WHAT THE EXERCISE ASKS:
Can you swap "corrugated metal wall" for "sheet metal wall" in everything from the line containing "trace the outline of every instance of the power" down to the line containing "168 79 L 167", and give back only those lines with nothing else altered?

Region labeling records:
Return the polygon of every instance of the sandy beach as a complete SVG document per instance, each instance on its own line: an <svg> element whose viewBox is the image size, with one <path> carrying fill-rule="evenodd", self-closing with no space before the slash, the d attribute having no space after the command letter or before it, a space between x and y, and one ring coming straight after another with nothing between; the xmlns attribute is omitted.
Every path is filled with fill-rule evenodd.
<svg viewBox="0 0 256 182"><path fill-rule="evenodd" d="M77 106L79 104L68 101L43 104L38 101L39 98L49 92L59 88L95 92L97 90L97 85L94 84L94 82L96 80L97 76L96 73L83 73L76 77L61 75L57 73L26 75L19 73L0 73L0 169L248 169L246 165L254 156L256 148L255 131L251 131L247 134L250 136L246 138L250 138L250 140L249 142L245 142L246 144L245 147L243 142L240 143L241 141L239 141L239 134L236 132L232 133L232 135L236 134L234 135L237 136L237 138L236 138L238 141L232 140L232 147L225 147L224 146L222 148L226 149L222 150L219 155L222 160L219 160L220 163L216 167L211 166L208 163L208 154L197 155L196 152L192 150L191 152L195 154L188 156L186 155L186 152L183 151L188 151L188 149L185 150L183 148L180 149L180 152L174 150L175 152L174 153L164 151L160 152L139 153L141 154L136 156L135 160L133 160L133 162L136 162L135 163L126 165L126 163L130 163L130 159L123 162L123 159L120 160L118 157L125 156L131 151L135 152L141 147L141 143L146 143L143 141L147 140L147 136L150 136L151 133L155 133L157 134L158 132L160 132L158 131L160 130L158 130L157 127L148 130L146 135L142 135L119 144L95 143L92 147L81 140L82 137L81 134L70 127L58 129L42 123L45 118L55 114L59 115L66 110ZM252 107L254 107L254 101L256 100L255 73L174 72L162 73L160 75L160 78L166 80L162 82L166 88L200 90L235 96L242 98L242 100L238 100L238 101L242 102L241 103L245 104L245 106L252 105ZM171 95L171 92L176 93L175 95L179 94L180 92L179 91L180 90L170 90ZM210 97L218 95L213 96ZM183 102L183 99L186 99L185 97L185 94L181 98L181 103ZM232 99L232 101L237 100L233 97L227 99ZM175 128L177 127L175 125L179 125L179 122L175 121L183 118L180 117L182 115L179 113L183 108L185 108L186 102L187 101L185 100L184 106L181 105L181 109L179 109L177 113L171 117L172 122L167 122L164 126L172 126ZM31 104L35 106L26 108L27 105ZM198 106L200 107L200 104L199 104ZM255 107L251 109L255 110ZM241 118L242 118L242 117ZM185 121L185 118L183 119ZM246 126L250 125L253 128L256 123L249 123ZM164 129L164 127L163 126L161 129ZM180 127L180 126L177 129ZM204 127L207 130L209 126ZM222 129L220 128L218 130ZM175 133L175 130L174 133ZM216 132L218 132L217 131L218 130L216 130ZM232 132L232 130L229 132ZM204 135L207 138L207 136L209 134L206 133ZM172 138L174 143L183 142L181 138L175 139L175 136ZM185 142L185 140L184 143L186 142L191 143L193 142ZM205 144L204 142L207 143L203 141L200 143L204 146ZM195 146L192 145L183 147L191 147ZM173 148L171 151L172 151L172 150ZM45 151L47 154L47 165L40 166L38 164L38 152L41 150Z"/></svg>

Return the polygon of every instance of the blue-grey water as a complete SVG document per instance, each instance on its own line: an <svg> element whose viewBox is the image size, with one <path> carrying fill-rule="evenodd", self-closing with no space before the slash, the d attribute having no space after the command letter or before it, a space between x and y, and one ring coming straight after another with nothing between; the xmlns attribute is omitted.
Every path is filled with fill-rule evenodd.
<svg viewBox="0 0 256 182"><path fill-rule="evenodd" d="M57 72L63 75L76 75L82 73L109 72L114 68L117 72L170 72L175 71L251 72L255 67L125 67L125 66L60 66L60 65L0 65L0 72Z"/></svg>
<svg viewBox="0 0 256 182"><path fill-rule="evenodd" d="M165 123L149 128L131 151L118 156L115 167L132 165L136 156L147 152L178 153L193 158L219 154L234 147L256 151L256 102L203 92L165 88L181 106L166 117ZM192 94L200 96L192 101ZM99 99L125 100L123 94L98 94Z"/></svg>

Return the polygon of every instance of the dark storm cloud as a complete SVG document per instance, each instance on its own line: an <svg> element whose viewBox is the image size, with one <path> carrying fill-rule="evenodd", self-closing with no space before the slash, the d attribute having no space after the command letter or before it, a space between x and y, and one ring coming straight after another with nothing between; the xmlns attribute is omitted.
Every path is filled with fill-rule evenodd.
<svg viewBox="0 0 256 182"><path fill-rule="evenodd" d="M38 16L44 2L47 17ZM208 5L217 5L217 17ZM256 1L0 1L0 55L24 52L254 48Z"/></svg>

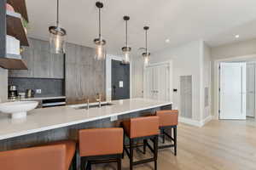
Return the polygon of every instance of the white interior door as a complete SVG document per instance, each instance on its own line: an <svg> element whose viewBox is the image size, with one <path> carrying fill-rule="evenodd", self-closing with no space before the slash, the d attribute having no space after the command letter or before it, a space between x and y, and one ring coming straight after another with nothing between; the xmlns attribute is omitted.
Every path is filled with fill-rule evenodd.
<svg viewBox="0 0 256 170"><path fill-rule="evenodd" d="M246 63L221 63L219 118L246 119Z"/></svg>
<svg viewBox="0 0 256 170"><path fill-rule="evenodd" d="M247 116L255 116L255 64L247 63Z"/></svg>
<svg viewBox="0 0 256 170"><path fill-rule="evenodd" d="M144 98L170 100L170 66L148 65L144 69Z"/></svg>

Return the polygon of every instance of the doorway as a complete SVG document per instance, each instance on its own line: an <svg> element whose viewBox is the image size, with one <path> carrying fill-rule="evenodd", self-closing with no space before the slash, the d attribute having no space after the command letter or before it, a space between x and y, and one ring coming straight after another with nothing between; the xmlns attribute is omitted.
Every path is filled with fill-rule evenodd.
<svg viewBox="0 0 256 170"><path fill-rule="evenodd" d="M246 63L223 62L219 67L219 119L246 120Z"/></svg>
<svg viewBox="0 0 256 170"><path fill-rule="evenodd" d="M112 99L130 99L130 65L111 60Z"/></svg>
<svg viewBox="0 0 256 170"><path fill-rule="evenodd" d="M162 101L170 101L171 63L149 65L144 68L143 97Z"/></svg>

* * *

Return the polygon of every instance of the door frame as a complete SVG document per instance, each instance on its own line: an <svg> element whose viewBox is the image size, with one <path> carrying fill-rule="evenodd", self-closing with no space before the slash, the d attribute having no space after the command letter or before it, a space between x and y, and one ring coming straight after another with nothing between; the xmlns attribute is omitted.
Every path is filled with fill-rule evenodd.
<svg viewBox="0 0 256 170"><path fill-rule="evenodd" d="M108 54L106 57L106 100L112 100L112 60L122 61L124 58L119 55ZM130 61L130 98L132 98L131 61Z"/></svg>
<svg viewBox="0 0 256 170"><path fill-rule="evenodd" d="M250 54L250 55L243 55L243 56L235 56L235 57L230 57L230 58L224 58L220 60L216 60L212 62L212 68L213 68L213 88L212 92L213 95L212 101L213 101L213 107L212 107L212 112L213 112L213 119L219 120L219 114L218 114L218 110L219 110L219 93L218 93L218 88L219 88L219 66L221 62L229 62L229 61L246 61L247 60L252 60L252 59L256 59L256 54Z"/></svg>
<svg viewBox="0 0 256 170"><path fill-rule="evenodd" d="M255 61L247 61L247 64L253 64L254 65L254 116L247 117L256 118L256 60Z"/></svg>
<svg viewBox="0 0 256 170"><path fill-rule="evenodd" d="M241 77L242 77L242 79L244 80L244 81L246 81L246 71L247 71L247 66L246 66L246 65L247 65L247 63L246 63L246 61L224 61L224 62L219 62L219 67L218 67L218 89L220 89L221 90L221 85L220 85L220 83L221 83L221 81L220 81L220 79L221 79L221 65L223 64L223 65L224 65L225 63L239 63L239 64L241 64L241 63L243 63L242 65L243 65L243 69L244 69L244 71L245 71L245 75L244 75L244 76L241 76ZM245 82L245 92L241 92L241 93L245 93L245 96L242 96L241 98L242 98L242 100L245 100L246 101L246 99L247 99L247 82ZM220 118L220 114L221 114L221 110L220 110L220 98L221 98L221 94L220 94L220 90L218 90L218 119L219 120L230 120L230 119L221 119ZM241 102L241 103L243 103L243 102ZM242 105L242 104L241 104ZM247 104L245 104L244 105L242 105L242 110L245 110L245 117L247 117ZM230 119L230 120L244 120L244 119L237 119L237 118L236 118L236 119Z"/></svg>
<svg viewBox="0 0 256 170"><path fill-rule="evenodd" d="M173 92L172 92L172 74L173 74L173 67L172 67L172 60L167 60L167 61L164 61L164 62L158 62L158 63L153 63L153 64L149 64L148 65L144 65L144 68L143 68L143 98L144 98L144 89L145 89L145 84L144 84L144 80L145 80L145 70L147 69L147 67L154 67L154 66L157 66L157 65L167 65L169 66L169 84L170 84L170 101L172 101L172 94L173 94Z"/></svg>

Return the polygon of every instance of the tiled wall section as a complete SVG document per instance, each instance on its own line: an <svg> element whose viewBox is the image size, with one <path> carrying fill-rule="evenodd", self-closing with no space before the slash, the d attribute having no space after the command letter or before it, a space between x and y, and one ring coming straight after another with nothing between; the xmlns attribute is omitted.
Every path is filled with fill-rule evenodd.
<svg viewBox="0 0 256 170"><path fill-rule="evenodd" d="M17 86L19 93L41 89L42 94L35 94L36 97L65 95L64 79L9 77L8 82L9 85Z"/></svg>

...

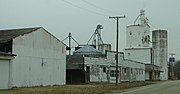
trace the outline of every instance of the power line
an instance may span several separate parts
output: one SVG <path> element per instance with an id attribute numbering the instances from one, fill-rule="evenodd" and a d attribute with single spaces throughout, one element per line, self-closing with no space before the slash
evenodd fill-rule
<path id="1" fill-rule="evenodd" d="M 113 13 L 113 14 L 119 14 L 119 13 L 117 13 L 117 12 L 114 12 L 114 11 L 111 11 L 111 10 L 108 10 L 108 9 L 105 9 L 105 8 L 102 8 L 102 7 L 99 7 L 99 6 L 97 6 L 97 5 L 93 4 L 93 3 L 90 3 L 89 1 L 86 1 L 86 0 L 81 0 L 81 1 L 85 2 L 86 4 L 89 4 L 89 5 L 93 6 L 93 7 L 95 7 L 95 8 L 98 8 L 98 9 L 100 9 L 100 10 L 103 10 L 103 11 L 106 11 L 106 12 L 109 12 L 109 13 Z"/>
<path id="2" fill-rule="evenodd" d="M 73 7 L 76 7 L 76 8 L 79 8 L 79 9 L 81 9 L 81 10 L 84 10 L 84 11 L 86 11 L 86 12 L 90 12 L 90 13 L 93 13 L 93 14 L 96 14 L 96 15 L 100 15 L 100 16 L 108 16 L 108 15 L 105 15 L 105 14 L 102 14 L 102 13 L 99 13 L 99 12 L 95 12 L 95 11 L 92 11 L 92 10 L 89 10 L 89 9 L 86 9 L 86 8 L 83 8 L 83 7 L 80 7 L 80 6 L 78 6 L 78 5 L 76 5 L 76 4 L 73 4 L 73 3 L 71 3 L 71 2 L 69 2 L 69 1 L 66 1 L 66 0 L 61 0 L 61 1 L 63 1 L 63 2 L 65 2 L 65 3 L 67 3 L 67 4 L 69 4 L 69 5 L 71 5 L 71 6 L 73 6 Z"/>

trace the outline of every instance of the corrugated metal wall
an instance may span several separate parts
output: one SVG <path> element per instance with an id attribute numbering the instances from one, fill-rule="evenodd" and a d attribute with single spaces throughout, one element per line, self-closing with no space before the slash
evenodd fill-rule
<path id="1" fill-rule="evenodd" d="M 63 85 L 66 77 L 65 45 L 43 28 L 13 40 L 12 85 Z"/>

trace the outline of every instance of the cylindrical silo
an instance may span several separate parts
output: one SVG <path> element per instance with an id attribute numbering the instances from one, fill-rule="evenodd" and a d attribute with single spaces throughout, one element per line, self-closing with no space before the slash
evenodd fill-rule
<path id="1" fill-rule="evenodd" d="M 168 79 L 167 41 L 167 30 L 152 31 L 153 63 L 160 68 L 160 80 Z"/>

THE SOLUTION:
trace the outline of every instance of the power line
an instance may span several separate parts
output: one SVG <path> element per instance with an id attribute numbering the instances from one, fill-rule="evenodd" and a d attribute with single spaces throughout, one element per line, self-closing with no space before the slash
evenodd fill-rule
<path id="1" fill-rule="evenodd" d="M 113 13 L 113 14 L 119 14 L 119 13 L 117 13 L 117 12 L 114 12 L 114 11 L 111 11 L 111 10 L 108 10 L 108 9 L 105 9 L 105 8 L 102 8 L 102 7 L 99 7 L 99 6 L 97 6 L 97 5 L 93 4 L 93 3 L 90 3 L 89 1 L 86 1 L 86 0 L 81 0 L 81 1 L 85 2 L 86 4 L 89 4 L 89 5 L 93 6 L 93 7 L 95 7 L 95 8 L 98 8 L 98 9 L 100 9 L 100 10 L 103 10 L 103 11 L 106 11 L 106 12 L 109 12 L 109 13 Z"/>
<path id="2" fill-rule="evenodd" d="M 73 7 L 76 7 L 76 8 L 79 8 L 79 9 L 81 9 L 81 10 L 84 10 L 84 11 L 86 11 L 86 12 L 90 12 L 90 13 L 93 13 L 93 14 L 96 14 L 96 15 L 100 15 L 100 16 L 108 16 L 108 15 L 105 15 L 105 14 L 102 14 L 102 13 L 99 13 L 99 12 L 95 12 L 95 11 L 92 11 L 92 10 L 89 10 L 89 9 L 86 9 L 86 8 L 83 8 L 83 7 L 80 7 L 80 6 L 78 6 L 78 5 L 76 5 L 76 4 L 73 4 L 73 3 L 71 3 L 71 2 L 69 2 L 69 1 L 66 1 L 66 0 L 61 0 L 61 1 L 63 1 L 63 2 L 65 2 L 65 3 L 67 3 L 67 4 L 69 4 L 69 5 L 71 5 L 71 6 L 73 6 Z"/>

trace the outline of every instance of the sheet metal wall
an instance may span several separate parts
output: one SVG <path> element per instance with an id attribute numbering the instances from one, fill-rule="evenodd" and a d attribute with single spaces throughout, one element per line, self-closing with no space before the slash
evenodd fill-rule
<path id="1" fill-rule="evenodd" d="M 63 85 L 66 77 L 65 45 L 43 28 L 13 40 L 12 85 Z"/>

trace the outline of every instance of the cylindrical silo
an instance may span several separate parts
output: one SVG <path> element per instance with an id attribute numbering the instances from one, fill-rule="evenodd" and a d attribute with single spaces throughout, one element per line, self-closing with no space before the slash
evenodd fill-rule
<path id="1" fill-rule="evenodd" d="M 168 79 L 167 41 L 167 30 L 152 31 L 153 63 L 160 68 L 160 80 Z"/>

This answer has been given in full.